» Written instruction
Copy the listing below line for line without changing anything, and leave out the pictures.

(Point annotations for photos)
=-=-=-=-=

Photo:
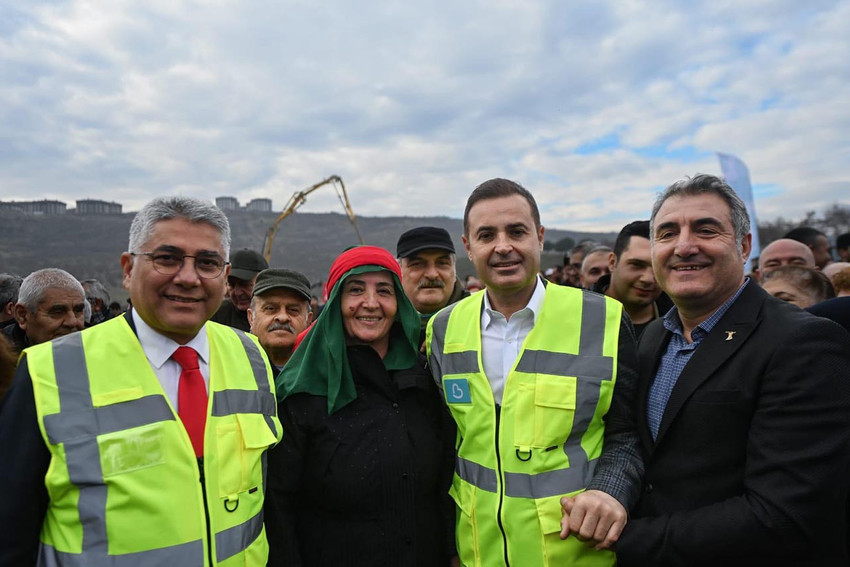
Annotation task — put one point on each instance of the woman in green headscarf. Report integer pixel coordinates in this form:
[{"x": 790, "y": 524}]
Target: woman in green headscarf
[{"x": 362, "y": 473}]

=-=-=-=-=

» Finished answer
Photo:
Annotation task — put one point on each instance of the woman in green headscarf. Report integer pixel coordinates in this form:
[{"x": 790, "y": 524}]
Target: woman in green headscarf
[{"x": 362, "y": 473}]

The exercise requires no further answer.